TO DO →
Extract the complete listing and output it unchanged.

RECORDS SHOWN →
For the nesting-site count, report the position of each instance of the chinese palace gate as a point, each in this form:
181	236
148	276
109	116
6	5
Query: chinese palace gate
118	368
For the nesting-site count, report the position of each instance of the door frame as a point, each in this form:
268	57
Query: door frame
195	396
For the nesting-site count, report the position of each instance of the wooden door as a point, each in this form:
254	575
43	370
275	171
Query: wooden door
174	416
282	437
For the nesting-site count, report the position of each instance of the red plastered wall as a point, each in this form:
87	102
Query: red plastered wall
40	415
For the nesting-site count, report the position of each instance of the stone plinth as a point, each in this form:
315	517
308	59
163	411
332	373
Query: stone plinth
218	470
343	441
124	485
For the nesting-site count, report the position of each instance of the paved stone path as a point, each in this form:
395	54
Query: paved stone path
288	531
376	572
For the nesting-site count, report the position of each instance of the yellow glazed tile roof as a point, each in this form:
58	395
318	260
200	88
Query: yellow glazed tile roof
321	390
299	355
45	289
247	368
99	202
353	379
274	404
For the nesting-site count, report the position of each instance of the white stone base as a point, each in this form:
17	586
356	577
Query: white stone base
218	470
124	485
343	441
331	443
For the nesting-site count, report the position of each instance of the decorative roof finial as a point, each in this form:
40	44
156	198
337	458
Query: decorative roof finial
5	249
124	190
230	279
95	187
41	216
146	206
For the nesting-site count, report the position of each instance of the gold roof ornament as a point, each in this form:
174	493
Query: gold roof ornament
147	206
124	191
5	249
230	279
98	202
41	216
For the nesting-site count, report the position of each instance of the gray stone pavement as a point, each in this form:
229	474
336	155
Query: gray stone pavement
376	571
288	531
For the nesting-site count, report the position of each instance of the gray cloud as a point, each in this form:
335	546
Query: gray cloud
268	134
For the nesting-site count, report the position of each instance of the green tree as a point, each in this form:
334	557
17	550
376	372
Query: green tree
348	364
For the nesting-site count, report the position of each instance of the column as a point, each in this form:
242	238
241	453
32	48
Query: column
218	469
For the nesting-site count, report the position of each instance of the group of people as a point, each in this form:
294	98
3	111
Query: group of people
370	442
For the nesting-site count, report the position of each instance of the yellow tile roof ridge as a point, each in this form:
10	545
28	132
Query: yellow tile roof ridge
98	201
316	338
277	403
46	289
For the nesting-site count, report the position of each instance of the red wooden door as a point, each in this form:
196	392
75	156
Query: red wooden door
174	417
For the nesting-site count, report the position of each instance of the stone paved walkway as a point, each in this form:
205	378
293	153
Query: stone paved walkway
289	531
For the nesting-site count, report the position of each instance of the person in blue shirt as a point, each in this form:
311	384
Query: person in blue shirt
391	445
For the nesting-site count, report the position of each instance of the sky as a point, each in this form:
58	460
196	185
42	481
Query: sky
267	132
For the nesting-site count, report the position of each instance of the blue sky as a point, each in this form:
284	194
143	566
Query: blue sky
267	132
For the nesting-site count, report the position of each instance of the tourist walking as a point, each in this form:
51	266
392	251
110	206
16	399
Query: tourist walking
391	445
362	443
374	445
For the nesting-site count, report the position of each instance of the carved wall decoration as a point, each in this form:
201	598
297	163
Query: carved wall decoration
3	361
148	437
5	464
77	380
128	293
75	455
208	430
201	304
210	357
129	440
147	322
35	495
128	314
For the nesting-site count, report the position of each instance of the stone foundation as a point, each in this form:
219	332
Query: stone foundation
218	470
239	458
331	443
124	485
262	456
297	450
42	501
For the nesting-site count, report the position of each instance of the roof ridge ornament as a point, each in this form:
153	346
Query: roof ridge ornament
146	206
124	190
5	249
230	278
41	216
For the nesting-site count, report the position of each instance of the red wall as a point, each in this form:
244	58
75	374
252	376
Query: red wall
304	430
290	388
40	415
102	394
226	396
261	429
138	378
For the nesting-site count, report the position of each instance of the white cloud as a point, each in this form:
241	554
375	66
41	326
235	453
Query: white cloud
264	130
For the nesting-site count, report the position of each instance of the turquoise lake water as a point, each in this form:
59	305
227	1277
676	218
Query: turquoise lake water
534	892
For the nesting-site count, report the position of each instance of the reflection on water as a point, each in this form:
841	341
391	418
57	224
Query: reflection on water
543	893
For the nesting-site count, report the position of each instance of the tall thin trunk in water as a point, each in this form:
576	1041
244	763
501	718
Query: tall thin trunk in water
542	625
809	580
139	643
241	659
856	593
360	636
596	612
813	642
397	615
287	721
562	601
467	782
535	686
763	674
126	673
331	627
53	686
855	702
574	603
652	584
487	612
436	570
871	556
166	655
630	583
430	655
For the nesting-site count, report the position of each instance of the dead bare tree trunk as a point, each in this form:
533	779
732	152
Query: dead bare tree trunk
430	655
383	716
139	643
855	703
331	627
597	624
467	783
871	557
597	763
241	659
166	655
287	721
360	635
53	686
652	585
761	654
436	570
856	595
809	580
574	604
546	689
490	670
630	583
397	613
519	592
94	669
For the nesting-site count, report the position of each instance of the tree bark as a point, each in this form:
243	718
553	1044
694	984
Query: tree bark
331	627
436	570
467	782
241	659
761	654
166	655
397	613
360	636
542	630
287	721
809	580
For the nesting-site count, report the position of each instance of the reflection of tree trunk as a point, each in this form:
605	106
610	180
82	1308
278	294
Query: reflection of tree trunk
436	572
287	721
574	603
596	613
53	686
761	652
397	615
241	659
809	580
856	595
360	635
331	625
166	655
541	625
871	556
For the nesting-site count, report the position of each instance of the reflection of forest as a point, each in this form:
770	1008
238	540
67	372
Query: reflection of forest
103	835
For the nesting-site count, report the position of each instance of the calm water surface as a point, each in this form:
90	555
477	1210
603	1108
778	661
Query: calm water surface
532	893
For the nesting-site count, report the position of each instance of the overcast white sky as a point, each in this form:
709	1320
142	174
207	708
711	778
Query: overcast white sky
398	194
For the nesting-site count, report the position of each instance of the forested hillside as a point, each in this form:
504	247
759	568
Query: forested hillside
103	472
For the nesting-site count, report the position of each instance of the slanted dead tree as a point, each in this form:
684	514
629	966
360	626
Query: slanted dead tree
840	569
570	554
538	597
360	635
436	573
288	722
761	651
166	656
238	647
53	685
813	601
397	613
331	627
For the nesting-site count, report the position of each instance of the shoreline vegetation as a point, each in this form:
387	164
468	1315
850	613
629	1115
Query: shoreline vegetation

REPLY TO THE EXERCISE →
For the nesting-site count, report the position of each instance of the chinese palace gate as a point, each in this form:
181	236
148	276
109	116
6	5
Query: chinese palace gate
118	368
For the nesting-site count, report the position of each instance of the door frame as a point, each in this form:
268	57
Query: door frame
195	396
For the nesting-site count, report the position of each instance of the wooden door as a point, each in this form:
254	575
43	370
275	171
Query: wooden door
174	416
282	437
For the nesting-site count, report the position of each instance of the red plastered wall as a point, each in this form:
87	102
Query: red plastered wall
40	415
For the nesting-site count, report the position of each instance of the stone plinth as a point, each in this form:
315	517
308	59
163	411
332	373
Query: stone plinth
218	470
343	441
124	485
For the nesting-site count, report the position of each instance of the paved stone path as a point, each in this form:
395	54
Query: paved stone path
288	531
376	572
For the nesting-site count, report the position of each instance of the yellow glazed tile roof as a point, each in this form:
58	395
318	260
200	88
Query: yellow glazed tile roof
321	390
299	355
45	289
247	368
99	202
353	379
274	404
For the nesting-site count, report the position of each instance of the white stone base as a point, each in this form:
17	586
356	577
Query: white stone base
218	470
124	485
343	441
331	443
For the nesting-site count, report the position of each instance of the decorative roof finial as a point, each in this form:
40	44
156	198
337	458
Query: decorative roof finial
5	249
124	190
230	279
95	187
41	216
146	206
For the nesting-site count, report the position of each instance of the gold roof ornament as a point, each in this form:
174	493
Query: gold roof ornament
147	206
124	191
5	249
230	279
98	202
41	216
For the nesting-site count, report the position of each instance of the gray stone pavement as a point, each in this form:
229	474
336	155
Query: gray stone pavement
376	571
288	531
For the nesting-site count, report the position of each instance of the gray cloud as a point, each in this form:
335	546
Query: gray cloud
268	134
For the nesting-site count, report the position of each instance of the green tree as a point, each in this form:
334	557
17	550
376	372
Query: green tree
348	364
For the nesting-site count, report the position of each instance of the column as a point, each in this form:
242	238
241	453
32	48
Query: column
218	469
For the nesting-site count, report the position of each instance of the group of people as a point, each in this form:
294	98
3	111
Query: group of people
370	442
For the nesting-site count, report the position of each instance of the yellow tile roof ridge as a point, each in this form:
10	545
28	132
Query: yellow tile roof ridge
98	201
316	338
277	403
46	289
For the nesting-site count, report the position of each instance of the red wooden door as a point, each in this form:
196	392
75	156
Query: red wooden door
174	417
For the nesting-site count, report the position of each instance of the stone paved walkway as a point, each in this form:
205	378
293	153
Query: stone paved walkway
289	531
For the nesting-site count, report the position of each instance of the person in blue shirt as a point, each in this form:
311	384
Query: person in blue shirt
391	445
For the nesting-site count, report the position of each instance of the sky as a point, each in this form:
58	460
196	185
42	481
Query: sky
267	132
For the nesting-site count, report the position of each instance of the blue sky as a point, each in this form:
284	194
143	566
Query: blue sky
267	132
For the nesting-site count, report the position of each instance of the tourist walking as a point, each in this form:
51	266
392	251
110	206
16	399
Query: tourist walking
391	445
362	443
374	445
For the nesting-site count, report the position of each instance of the carved wall decoration as a point, each in this form:
201	598
297	163
Query: carved wall decoration
3	361
148	437
5	464
77	380
128	293
75	455
208	430
201	304
210	357
129	440
147	322
35	495
128	314
For the nesting-site count, report the position of each instance of the stone foundation as a point, each in this form:
219	332
Query: stone foundation
218	470
239	458
331	443
124	485
262	456
297	450
42	501
For the nesting-site count, report the position of each instance of the roof ridge ornament as a point, each in this form:
153	346
Query: roof ridge ornament
146	206
124	190
5	249
230	278
41	216
For the nesting-site count, report the position of each instance of the red wall as a point, each in this form:
244	58
75	374
252	376
Query: red wall
304	430
290	388
40	415
102	394
226	396
261	429
138	378
For the nesting-site count, report the position of each instance of the white cloud as a point, each in this form:
241	554
375	66
41	326
235	453
Query: white cloud
264	130
For the nesting-site count, report the position of each instance of the turquoise lake water as a point, each in this form:
59	305
227	1277
676	218
Query: turquoise lake water
534	892
For the nesting-site count, report the position of each instance of the reflection on water as a point, each in this form:
841	341
391	418
57	224
Query: reflection on water
543	893
For the nesting-site count, report the position of each instance of the tall thin trunk in water as a point, each in this form:
576	1041
244	763
501	718
Query: tall thin trunk in water
542	625
809	580
139	643
241	659
856	593
360	636
596	612
813	642
397	615
287	721
562	601
467	782
535	686
763	674
126	673
331	627
53	686
855	702
574	603
652	584
487	612
436	570
871	556
166	655
630	583
430	655
For the nesting-site count, report the position of each instance of the dead bare tree trunk as a point, each in this form:
533	779
732	152
Query: dead bare tree trunk
430	655
383	716
139	643
855	703
331	627
597	624
467	783
871	557
597	763
241	659
166	655
287	721
360	635
53	686
652	585
761	654
436	570
856	595
809	580
574	604
546	689
490	670
630	583
397	613
519	592
94	669
For the nesting-site count, report the position of each instance of the tree bark as a point, each in this form:
243	718
553	1044
694	984
Query: tree bark
331	627
436	570
467	782
241	659
761	654
166	655
397	613
360	636
542	630
287	721
809	580
For the nesting-site count, report the position of each instance of the reflection of tree trunk as a point, each in this form:
605	106
610	180
82	1308
278	294
Query: reflection of tree trunk
436	572
287	721
574	603
596	613
53	686
761	652
397	615
241	659
809	580
856	595
360	635
331	625
166	655
541	625
871	556
For the nesting-site count, report the position of each instance of the reflection of forest as a point, each in this form:
770	1008
238	540
67	372
Query: reflection of forest
103	835
For the nesting-site count, report the position of each instance of the calm water surface as a point, each in this form:
90	555
477	1210
603	1108
778	661
Query: calm water surface
532	893
For the nesting-site count, report the position of each instance of the overcast white sky as a point, each in this form:
709	1320
142	174
207	708
711	778
Query: overcast white sky
398	194
For the nesting-site count, report the position of each instance of the forested hillside as a point, each in this form:
504	247
759	568
Query: forested hillside
103	472
For the nesting-site count, report the position of each instance of the slanted dead tree as a point, each in this form:
684	514
629	966
360	626
Query: slanted dead tree
840	569
570	554
538	597
360	635
436	573
288	722
761	651
166	656
238	647
53	685
813	601
397	613
331	627
For the nesting-site count, report the position of each instance of the shoreline vegetation as a point, each in this form:
387	164
468	1315
850	613
629	1115
Query: shoreline vegetation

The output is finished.